What to work on: Count the lines in the material below that contain the string "shelf", with case counting. Reply with the number alone.
======== Records supplied ========
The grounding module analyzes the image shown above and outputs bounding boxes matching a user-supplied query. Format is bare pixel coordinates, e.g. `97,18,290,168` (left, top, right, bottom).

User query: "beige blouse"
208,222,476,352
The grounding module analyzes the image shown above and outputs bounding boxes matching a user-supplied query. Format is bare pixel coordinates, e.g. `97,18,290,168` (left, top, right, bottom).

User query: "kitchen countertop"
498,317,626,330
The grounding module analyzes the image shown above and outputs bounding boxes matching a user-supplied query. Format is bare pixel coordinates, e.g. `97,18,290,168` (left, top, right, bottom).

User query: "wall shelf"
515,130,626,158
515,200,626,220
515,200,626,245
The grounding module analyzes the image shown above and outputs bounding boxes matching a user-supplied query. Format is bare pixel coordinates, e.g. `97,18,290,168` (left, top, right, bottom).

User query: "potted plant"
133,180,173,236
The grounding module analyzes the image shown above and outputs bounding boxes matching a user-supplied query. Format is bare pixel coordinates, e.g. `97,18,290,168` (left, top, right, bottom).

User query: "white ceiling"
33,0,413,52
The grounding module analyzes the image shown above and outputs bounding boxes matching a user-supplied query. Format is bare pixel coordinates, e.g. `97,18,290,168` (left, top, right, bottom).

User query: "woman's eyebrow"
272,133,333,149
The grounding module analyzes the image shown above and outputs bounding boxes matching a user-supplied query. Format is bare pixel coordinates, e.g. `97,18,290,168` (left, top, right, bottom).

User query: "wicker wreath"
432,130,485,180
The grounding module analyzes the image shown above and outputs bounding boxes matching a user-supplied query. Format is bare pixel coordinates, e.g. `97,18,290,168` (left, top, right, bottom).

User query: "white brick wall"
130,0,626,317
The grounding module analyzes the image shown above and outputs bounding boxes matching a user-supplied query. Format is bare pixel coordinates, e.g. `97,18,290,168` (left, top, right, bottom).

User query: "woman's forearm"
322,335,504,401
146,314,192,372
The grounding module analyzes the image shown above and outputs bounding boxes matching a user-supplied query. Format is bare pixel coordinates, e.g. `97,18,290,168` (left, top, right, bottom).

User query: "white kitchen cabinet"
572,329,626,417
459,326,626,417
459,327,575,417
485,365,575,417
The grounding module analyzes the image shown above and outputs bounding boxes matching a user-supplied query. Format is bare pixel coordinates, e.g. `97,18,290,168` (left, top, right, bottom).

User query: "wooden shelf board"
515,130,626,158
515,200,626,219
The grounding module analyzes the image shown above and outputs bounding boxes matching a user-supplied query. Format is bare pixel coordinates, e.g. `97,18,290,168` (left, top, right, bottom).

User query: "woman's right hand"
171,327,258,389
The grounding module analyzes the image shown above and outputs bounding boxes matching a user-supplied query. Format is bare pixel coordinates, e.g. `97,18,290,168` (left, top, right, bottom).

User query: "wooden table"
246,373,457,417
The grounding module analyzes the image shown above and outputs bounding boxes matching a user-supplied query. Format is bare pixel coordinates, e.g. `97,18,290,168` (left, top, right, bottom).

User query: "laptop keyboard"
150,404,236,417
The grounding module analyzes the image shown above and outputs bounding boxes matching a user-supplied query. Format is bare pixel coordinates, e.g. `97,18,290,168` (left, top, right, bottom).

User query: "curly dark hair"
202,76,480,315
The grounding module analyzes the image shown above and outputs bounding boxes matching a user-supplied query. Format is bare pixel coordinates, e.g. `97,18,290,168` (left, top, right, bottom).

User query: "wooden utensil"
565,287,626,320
========
Exercise output: 2